*What to do*
Your answer must consist of the lines running from the one that holds "in: indicate the pile" to the end of the data, copied exactly.

(Records drawn from a dataset)
::::::::::
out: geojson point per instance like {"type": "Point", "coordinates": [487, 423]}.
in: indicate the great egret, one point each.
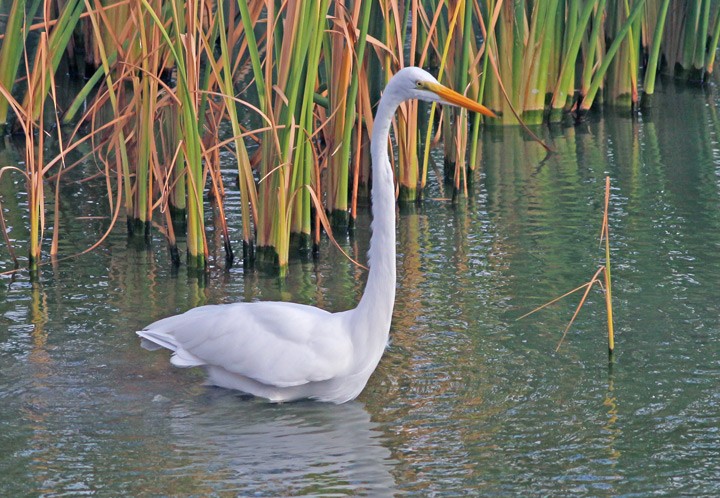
{"type": "Point", "coordinates": [287, 351]}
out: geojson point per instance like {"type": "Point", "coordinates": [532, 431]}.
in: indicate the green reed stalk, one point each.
{"type": "Point", "coordinates": [304, 170]}
{"type": "Point", "coordinates": [712, 48]}
{"type": "Point", "coordinates": [699, 54]}
{"type": "Point", "coordinates": [248, 192]}
{"type": "Point", "coordinates": [594, 50]}
{"type": "Point", "coordinates": [339, 211]}
{"type": "Point", "coordinates": [441, 71]}
{"type": "Point", "coordinates": [654, 52]}
{"type": "Point", "coordinates": [58, 40]}
{"type": "Point", "coordinates": [564, 87]}
{"type": "Point", "coordinates": [598, 77]}
{"type": "Point", "coordinates": [121, 156]}
{"type": "Point", "coordinates": [184, 51]}
{"type": "Point", "coordinates": [538, 61]}
{"type": "Point", "coordinates": [13, 43]}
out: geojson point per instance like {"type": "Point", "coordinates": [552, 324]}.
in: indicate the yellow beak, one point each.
{"type": "Point", "coordinates": [452, 97]}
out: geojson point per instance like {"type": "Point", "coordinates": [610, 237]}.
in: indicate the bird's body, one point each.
{"type": "Point", "coordinates": [286, 351]}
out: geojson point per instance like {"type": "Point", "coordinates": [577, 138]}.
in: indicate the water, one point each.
{"type": "Point", "coordinates": [467, 400]}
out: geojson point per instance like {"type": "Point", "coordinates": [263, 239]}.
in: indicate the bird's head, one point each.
{"type": "Point", "coordinates": [416, 83]}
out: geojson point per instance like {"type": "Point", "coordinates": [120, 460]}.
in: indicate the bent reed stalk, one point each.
{"type": "Point", "coordinates": [289, 87]}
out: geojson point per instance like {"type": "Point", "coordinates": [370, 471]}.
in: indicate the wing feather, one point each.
{"type": "Point", "coordinates": [275, 343]}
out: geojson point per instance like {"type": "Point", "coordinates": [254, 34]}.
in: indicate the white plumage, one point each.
{"type": "Point", "coordinates": [286, 351]}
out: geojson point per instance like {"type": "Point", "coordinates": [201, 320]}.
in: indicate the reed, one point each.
{"type": "Point", "coordinates": [605, 284]}
{"type": "Point", "coordinates": [172, 82]}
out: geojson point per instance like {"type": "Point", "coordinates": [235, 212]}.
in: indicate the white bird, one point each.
{"type": "Point", "coordinates": [287, 351]}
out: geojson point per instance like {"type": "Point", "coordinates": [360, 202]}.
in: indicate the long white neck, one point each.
{"type": "Point", "coordinates": [378, 299]}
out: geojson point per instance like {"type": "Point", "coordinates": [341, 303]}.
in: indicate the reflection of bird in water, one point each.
{"type": "Point", "coordinates": [304, 448]}
{"type": "Point", "coordinates": [286, 351]}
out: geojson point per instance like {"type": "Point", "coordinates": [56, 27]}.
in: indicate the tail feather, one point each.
{"type": "Point", "coordinates": [153, 340]}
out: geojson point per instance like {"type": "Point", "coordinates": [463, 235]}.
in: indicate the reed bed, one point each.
{"type": "Point", "coordinates": [289, 89]}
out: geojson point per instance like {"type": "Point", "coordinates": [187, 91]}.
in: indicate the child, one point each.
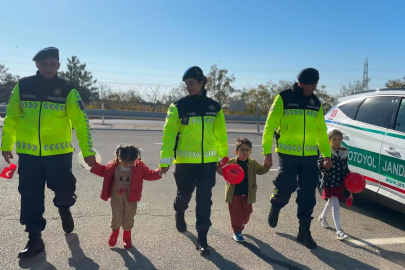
{"type": "Point", "coordinates": [241, 196]}
{"type": "Point", "coordinates": [332, 181]}
{"type": "Point", "coordinates": [123, 179]}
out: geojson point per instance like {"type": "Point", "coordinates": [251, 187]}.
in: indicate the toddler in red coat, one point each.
{"type": "Point", "coordinates": [123, 180]}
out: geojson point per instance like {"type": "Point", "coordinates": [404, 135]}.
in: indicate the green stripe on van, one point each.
{"type": "Point", "coordinates": [390, 134]}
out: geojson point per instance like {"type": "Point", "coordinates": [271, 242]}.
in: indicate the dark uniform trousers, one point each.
{"type": "Point", "coordinates": [33, 172]}
{"type": "Point", "coordinates": [191, 176]}
{"type": "Point", "coordinates": [296, 173]}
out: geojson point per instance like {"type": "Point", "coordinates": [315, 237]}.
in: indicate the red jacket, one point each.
{"type": "Point", "coordinates": [139, 172]}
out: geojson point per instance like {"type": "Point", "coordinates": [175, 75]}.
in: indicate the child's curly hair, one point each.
{"type": "Point", "coordinates": [335, 132]}
{"type": "Point", "coordinates": [128, 153]}
{"type": "Point", "coordinates": [244, 141]}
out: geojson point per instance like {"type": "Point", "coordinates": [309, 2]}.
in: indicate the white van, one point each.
{"type": "Point", "coordinates": [373, 126]}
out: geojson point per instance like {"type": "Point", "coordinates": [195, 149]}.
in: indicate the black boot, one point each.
{"type": "Point", "coordinates": [68, 224]}
{"type": "Point", "coordinates": [180, 222]}
{"type": "Point", "coordinates": [304, 234]}
{"type": "Point", "coordinates": [202, 245]}
{"type": "Point", "coordinates": [273, 217]}
{"type": "Point", "coordinates": [34, 246]}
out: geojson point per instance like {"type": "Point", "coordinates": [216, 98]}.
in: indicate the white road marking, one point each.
{"type": "Point", "coordinates": [257, 145]}
{"type": "Point", "coordinates": [376, 242]}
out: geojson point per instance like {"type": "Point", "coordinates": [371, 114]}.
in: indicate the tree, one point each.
{"type": "Point", "coordinates": [351, 88]}
{"type": "Point", "coordinates": [7, 83]}
{"type": "Point", "coordinates": [395, 83]}
{"type": "Point", "coordinates": [219, 85]}
{"type": "Point", "coordinates": [82, 79]}
{"type": "Point", "coordinates": [153, 95]}
{"type": "Point", "coordinates": [327, 101]}
{"type": "Point", "coordinates": [263, 95]}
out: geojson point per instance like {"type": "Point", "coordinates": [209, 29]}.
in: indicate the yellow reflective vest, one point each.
{"type": "Point", "coordinates": [194, 132]}
{"type": "Point", "coordinates": [40, 115]}
{"type": "Point", "coordinates": [300, 124]}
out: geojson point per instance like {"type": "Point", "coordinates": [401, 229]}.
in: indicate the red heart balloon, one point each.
{"type": "Point", "coordinates": [233, 173]}
{"type": "Point", "coordinates": [354, 182]}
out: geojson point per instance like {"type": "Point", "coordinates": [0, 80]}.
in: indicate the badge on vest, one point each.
{"type": "Point", "coordinates": [185, 120]}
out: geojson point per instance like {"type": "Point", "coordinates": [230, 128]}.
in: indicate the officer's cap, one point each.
{"type": "Point", "coordinates": [308, 76]}
{"type": "Point", "coordinates": [47, 52]}
{"type": "Point", "coordinates": [195, 73]}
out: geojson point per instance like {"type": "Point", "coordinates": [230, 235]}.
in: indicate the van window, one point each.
{"type": "Point", "coordinates": [376, 111]}
{"type": "Point", "coordinates": [350, 108]}
{"type": "Point", "coordinates": [400, 122]}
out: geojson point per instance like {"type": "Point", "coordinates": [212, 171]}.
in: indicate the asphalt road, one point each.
{"type": "Point", "coordinates": [377, 232]}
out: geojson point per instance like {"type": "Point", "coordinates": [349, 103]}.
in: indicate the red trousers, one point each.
{"type": "Point", "coordinates": [240, 212]}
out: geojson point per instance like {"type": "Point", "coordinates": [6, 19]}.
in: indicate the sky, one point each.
{"type": "Point", "coordinates": [154, 42]}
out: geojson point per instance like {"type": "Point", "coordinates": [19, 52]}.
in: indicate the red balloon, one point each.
{"type": "Point", "coordinates": [354, 182]}
{"type": "Point", "coordinates": [224, 161]}
{"type": "Point", "coordinates": [233, 173]}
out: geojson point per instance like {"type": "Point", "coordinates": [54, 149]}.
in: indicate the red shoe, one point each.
{"type": "Point", "coordinates": [127, 239]}
{"type": "Point", "coordinates": [113, 237]}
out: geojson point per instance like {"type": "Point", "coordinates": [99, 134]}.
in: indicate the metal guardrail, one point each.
{"type": "Point", "coordinates": [155, 115]}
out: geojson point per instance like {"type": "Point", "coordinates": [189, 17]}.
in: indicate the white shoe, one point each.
{"type": "Point", "coordinates": [323, 221]}
{"type": "Point", "coordinates": [341, 235]}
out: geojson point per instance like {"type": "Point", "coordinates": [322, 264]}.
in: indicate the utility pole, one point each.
{"type": "Point", "coordinates": [365, 75]}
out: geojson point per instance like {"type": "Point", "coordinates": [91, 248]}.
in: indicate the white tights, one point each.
{"type": "Point", "coordinates": [333, 204]}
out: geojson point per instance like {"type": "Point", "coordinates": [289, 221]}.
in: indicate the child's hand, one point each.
{"type": "Point", "coordinates": [164, 169]}
{"type": "Point", "coordinates": [219, 170]}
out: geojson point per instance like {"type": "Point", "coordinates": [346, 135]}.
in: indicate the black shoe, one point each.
{"type": "Point", "coordinates": [273, 217]}
{"type": "Point", "coordinates": [180, 222]}
{"type": "Point", "coordinates": [202, 245]}
{"type": "Point", "coordinates": [68, 224]}
{"type": "Point", "coordinates": [304, 235]}
{"type": "Point", "coordinates": [34, 246]}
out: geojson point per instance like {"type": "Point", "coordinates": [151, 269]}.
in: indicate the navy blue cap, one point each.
{"type": "Point", "coordinates": [308, 76]}
{"type": "Point", "coordinates": [47, 52]}
{"type": "Point", "coordinates": [194, 72]}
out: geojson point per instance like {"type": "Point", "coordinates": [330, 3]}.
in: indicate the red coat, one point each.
{"type": "Point", "coordinates": [139, 172]}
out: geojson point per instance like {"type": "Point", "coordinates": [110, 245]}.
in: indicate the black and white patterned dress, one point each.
{"type": "Point", "coordinates": [331, 181]}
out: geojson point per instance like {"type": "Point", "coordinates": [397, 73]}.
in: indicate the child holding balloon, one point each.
{"type": "Point", "coordinates": [332, 181]}
{"type": "Point", "coordinates": [123, 179]}
{"type": "Point", "coordinates": [240, 197]}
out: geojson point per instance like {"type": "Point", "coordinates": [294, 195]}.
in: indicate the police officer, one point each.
{"type": "Point", "coordinates": [38, 122]}
{"type": "Point", "coordinates": [195, 129]}
{"type": "Point", "coordinates": [301, 130]}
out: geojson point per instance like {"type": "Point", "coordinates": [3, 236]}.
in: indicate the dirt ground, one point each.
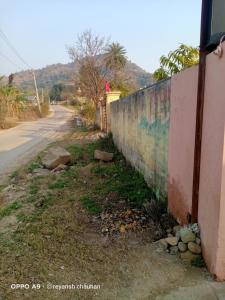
{"type": "Point", "coordinates": [50, 241]}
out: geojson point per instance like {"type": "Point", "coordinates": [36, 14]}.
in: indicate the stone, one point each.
{"type": "Point", "coordinates": [188, 256]}
{"type": "Point", "coordinates": [178, 235]}
{"type": "Point", "coordinates": [86, 171]}
{"type": "Point", "coordinates": [172, 241]}
{"type": "Point", "coordinates": [163, 244]}
{"type": "Point", "coordinates": [198, 241]}
{"type": "Point", "coordinates": [182, 247]}
{"type": "Point", "coordinates": [174, 250]}
{"type": "Point", "coordinates": [176, 229]}
{"type": "Point", "coordinates": [187, 235]}
{"type": "Point", "coordinates": [195, 228]}
{"type": "Point", "coordinates": [102, 155]}
{"type": "Point", "coordinates": [40, 172]}
{"type": "Point", "coordinates": [56, 156]}
{"type": "Point", "coordinates": [194, 248]}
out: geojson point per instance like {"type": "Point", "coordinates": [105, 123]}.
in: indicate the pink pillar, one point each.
{"type": "Point", "coordinates": [181, 142]}
{"type": "Point", "coordinates": [212, 179]}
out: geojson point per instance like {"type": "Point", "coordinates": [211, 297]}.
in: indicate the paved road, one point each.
{"type": "Point", "coordinates": [19, 144]}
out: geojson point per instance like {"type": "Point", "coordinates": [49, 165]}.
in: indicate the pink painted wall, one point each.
{"type": "Point", "coordinates": [212, 180]}
{"type": "Point", "coordinates": [181, 142]}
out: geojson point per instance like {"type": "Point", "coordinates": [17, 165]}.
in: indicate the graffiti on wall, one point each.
{"type": "Point", "coordinates": [154, 126]}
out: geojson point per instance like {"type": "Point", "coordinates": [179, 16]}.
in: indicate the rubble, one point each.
{"type": "Point", "coordinates": [102, 155]}
{"type": "Point", "coordinates": [56, 156]}
{"type": "Point", "coordinates": [185, 241]}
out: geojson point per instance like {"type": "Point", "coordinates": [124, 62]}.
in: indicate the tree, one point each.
{"type": "Point", "coordinates": [55, 92]}
{"type": "Point", "coordinates": [115, 59]}
{"type": "Point", "coordinates": [87, 53]}
{"type": "Point", "coordinates": [176, 61]}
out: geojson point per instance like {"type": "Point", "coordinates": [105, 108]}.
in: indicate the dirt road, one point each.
{"type": "Point", "coordinates": [20, 144]}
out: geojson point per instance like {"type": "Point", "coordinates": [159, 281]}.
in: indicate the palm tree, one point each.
{"type": "Point", "coordinates": [176, 61]}
{"type": "Point", "coordinates": [115, 59]}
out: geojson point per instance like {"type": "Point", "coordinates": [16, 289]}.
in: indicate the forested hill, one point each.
{"type": "Point", "coordinates": [66, 73]}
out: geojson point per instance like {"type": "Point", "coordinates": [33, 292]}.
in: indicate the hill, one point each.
{"type": "Point", "coordinates": [66, 73]}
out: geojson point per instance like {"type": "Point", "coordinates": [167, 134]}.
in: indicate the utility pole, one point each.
{"type": "Point", "coordinates": [42, 95]}
{"type": "Point", "coordinates": [204, 38]}
{"type": "Point", "coordinates": [37, 95]}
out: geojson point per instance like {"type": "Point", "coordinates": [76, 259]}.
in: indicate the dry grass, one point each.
{"type": "Point", "coordinates": [57, 241]}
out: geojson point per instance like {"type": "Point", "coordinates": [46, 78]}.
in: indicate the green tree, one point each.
{"type": "Point", "coordinates": [55, 92]}
{"type": "Point", "coordinates": [176, 61]}
{"type": "Point", "coordinates": [115, 60]}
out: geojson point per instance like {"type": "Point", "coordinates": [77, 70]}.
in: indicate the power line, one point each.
{"type": "Point", "coordinates": [8, 59]}
{"type": "Point", "coordinates": [5, 38]}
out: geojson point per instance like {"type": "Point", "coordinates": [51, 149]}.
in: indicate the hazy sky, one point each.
{"type": "Point", "coordinates": [41, 29]}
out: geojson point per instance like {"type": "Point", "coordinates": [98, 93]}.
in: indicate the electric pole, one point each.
{"type": "Point", "coordinates": [37, 95]}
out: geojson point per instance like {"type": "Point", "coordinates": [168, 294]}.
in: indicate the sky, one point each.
{"type": "Point", "coordinates": [40, 30]}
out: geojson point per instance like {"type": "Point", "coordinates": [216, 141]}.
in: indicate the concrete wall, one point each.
{"type": "Point", "coordinates": [212, 180]}
{"type": "Point", "coordinates": [181, 142]}
{"type": "Point", "coordinates": [140, 124]}
{"type": "Point", "coordinates": [155, 130]}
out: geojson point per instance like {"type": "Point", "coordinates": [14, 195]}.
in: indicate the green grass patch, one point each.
{"type": "Point", "coordinates": [14, 174]}
{"type": "Point", "coordinates": [92, 207]}
{"type": "Point", "coordinates": [59, 184]}
{"type": "Point", "coordinates": [33, 166]}
{"type": "Point", "coordinates": [6, 211]}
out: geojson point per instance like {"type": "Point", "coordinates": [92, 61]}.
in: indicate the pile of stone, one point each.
{"type": "Point", "coordinates": [184, 241]}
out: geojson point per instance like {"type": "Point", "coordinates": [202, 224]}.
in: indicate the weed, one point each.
{"type": "Point", "coordinates": [34, 189]}
{"type": "Point", "coordinates": [90, 205]}
{"type": "Point", "coordinates": [59, 184]}
{"type": "Point", "coordinates": [6, 211]}
{"type": "Point", "coordinates": [76, 152]}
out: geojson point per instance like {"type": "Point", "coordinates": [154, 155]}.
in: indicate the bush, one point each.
{"type": "Point", "coordinates": [44, 109]}
{"type": "Point", "coordinates": [88, 112]}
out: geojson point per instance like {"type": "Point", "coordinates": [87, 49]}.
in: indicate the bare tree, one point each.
{"type": "Point", "coordinates": [87, 52]}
::::::::::
*Answer*
in: indicate the pile of stone, one point each.
{"type": "Point", "coordinates": [184, 241]}
out: geojson point per instance like {"type": "Point", "coordinates": [202, 224]}.
in: indicate the weed, one point each.
{"type": "Point", "coordinates": [34, 189]}
{"type": "Point", "coordinates": [90, 205]}
{"type": "Point", "coordinates": [59, 184]}
{"type": "Point", "coordinates": [6, 211]}
{"type": "Point", "coordinates": [76, 152]}
out: geojson point per instance like {"type": "Point", "coordinates": [154, 155]}.
in: indicate the bush, one point each.
{"type": "Point", "coordinates": [44, 109]}
{"type": "Point", "coordinates": [88, 112]}
out: geojson point per instance like {"type": "Point", "coordinates": [87, 49]}.
in: indicate the bare tree, one point each.
{"type": "Point", "coordinates": [87, 52]}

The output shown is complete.